**How to complete this task**
Your task is to copy the lines of the data below from the line holding "Query: catenary support pole" through the line holding "train door, placing a dot on each.", inclusive, exactly and with nothing added.

**Data provided**
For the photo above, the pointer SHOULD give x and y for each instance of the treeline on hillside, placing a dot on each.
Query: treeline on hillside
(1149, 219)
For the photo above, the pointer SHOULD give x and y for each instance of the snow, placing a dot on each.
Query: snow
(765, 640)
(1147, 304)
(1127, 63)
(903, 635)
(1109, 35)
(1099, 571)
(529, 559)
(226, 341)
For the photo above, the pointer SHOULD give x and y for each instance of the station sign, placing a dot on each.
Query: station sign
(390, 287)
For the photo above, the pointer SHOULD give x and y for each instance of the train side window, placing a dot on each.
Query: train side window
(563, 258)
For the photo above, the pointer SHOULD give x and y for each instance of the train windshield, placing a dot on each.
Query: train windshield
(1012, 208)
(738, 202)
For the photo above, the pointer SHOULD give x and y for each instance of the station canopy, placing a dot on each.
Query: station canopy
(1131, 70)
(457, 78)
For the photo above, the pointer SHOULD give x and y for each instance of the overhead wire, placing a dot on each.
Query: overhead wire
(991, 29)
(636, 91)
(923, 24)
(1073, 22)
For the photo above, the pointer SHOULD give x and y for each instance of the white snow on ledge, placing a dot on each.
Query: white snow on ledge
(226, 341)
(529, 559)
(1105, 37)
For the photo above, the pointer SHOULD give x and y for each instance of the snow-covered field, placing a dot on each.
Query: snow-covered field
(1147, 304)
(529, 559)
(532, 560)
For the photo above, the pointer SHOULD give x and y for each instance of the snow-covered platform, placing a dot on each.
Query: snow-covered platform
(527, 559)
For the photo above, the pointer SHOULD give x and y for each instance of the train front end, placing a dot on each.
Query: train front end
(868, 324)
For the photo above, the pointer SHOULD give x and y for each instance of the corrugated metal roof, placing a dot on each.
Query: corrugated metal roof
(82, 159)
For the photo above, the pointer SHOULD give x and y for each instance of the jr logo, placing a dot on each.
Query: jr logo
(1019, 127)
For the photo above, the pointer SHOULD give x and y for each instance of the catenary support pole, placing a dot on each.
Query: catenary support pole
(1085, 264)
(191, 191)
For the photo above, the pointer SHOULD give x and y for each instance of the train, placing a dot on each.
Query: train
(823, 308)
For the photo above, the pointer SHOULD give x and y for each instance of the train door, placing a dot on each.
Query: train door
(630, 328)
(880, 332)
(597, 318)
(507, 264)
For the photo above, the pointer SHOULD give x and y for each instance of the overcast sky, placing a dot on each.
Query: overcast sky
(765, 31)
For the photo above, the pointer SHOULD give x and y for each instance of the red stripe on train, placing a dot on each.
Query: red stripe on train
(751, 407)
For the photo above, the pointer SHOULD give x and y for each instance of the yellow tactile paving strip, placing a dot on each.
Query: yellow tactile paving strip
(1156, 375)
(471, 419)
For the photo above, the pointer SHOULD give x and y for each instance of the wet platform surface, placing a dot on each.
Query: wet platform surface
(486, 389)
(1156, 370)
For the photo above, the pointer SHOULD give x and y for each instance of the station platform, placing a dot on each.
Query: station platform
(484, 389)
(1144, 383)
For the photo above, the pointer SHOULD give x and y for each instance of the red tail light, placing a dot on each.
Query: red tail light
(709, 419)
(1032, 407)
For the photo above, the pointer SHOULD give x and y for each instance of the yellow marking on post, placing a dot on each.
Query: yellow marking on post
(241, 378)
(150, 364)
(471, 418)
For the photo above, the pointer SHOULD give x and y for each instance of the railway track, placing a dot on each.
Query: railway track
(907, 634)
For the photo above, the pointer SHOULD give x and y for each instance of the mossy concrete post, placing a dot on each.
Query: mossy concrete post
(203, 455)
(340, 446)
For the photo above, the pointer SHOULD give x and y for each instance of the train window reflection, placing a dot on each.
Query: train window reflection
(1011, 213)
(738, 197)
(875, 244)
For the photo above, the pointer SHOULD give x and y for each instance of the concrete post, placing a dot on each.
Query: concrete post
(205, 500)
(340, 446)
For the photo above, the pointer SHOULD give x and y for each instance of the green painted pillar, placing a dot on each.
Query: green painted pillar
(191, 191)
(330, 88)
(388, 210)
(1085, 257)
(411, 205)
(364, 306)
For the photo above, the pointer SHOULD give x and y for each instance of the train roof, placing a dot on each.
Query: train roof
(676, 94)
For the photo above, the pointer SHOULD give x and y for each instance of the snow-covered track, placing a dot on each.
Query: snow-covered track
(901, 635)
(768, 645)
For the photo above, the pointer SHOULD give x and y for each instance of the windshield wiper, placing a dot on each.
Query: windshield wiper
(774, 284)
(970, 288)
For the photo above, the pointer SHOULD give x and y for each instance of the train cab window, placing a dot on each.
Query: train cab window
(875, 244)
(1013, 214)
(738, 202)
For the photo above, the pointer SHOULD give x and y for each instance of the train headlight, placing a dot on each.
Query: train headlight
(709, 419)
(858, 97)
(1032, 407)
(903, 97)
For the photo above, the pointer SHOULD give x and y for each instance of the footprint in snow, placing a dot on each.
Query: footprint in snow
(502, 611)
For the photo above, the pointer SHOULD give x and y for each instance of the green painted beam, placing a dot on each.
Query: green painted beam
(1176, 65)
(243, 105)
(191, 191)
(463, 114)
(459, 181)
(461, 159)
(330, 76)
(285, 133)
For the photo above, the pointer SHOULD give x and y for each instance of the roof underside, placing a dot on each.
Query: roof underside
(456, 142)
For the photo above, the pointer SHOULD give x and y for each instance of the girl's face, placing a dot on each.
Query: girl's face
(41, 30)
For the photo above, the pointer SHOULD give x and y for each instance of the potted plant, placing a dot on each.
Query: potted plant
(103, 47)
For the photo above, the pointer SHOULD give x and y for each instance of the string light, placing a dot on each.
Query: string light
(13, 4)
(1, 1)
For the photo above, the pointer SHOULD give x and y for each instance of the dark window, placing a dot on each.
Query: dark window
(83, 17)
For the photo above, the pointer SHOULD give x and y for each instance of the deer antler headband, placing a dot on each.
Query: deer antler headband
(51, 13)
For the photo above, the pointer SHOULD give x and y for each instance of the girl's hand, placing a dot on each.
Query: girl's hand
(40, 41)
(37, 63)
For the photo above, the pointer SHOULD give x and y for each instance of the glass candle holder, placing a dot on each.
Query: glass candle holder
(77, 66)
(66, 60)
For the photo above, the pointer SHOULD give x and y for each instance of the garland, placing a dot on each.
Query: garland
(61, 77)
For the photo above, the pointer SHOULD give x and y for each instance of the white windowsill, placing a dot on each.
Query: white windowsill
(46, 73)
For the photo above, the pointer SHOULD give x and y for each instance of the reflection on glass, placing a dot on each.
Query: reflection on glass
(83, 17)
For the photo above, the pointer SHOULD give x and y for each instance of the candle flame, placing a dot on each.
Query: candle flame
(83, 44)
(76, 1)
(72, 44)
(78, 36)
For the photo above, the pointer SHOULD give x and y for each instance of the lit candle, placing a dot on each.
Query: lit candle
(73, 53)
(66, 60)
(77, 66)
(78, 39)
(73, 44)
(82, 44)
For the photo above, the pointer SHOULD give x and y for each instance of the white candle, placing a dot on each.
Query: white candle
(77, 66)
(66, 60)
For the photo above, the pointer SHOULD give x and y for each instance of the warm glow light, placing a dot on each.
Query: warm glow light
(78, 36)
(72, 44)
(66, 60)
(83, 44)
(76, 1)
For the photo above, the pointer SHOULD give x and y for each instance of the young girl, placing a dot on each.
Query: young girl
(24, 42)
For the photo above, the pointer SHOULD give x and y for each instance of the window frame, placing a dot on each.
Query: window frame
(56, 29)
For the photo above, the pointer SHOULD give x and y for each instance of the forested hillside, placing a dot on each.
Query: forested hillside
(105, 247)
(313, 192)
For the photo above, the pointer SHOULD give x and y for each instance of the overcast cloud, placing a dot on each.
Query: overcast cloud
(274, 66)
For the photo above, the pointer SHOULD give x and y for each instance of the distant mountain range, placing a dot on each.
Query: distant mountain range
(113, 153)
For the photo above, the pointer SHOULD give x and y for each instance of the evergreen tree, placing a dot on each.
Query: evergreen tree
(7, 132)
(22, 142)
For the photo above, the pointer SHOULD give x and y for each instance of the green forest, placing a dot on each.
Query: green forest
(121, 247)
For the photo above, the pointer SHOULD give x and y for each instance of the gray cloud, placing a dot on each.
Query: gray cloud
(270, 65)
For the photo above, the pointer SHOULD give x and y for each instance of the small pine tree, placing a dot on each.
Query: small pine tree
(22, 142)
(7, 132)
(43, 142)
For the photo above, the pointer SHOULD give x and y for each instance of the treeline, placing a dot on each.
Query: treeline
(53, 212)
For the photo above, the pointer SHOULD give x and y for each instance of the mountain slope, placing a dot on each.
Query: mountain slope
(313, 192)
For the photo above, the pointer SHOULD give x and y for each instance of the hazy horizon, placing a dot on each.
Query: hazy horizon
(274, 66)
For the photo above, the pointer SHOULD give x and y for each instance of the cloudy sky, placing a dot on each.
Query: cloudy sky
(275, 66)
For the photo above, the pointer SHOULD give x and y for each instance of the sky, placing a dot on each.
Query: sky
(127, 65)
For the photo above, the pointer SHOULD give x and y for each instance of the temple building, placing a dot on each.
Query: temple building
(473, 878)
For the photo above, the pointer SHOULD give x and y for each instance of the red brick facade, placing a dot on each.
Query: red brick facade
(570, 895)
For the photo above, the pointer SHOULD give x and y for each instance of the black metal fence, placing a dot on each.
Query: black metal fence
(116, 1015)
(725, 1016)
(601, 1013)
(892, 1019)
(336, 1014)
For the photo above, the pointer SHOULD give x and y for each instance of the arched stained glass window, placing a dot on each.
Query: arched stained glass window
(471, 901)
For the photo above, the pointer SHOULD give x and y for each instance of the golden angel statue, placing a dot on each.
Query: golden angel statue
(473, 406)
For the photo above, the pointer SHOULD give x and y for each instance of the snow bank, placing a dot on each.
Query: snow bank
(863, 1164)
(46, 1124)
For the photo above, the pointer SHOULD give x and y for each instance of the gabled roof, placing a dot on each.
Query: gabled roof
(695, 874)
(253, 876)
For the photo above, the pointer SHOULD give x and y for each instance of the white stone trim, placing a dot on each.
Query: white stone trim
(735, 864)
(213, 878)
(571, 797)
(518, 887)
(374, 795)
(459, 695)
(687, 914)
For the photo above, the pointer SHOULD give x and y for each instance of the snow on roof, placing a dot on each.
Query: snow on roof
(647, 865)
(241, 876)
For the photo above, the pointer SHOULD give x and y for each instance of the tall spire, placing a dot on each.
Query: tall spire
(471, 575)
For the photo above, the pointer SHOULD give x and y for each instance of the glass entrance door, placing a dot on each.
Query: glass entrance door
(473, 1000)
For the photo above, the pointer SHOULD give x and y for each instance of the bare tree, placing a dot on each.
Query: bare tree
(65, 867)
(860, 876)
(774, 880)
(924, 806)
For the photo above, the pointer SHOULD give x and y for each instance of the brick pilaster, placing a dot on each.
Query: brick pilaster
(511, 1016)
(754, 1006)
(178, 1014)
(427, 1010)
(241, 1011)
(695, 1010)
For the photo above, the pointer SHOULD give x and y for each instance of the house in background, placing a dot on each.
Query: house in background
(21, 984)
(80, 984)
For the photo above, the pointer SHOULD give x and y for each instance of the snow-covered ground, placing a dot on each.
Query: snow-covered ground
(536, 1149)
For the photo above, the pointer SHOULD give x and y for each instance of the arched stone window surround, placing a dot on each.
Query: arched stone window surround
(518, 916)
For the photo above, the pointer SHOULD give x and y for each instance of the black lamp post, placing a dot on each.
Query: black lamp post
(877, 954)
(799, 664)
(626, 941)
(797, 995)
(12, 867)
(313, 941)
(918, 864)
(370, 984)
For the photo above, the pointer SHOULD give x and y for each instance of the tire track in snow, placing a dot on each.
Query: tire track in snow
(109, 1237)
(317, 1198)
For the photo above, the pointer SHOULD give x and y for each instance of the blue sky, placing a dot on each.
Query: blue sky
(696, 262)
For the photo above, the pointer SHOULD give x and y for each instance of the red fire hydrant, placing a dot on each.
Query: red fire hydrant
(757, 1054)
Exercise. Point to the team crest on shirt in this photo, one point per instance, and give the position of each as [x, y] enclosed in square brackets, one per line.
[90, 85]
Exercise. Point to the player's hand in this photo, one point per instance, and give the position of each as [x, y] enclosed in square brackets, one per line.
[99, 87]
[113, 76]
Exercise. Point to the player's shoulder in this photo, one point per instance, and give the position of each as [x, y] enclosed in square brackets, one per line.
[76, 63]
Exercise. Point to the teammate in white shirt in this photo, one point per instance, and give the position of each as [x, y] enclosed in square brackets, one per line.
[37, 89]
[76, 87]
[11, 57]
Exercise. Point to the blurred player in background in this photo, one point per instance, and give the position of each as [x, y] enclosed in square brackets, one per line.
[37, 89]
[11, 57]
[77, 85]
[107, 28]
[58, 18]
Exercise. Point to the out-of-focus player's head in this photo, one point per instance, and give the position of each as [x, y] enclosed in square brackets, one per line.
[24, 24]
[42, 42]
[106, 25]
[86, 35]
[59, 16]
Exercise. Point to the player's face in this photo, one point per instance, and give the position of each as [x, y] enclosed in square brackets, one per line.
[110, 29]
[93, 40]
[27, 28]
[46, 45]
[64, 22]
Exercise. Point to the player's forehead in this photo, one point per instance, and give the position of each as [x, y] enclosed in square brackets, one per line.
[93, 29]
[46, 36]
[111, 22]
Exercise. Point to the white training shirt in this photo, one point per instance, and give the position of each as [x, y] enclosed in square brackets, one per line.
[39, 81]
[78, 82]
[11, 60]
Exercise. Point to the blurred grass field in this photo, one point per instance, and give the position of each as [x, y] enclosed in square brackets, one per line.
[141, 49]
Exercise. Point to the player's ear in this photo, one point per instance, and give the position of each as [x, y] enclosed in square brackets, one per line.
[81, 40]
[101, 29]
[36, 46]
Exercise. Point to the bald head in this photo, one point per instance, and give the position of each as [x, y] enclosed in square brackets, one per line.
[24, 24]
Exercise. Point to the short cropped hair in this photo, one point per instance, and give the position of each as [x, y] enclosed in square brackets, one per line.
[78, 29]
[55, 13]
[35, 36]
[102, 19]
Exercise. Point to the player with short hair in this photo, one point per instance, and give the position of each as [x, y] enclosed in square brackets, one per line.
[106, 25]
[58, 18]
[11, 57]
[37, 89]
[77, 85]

**Answer to this exercise**
Query: catenary support pole
(1085, 264)
(191, 191)
For the photo above, the pointer SHOULD give x and y for each instance of the train, placing a dot on each.
Query: train
(823, 308)
For the photo above, the pointer SHOULD give x and y for each instance of the train door, placing a dot on each.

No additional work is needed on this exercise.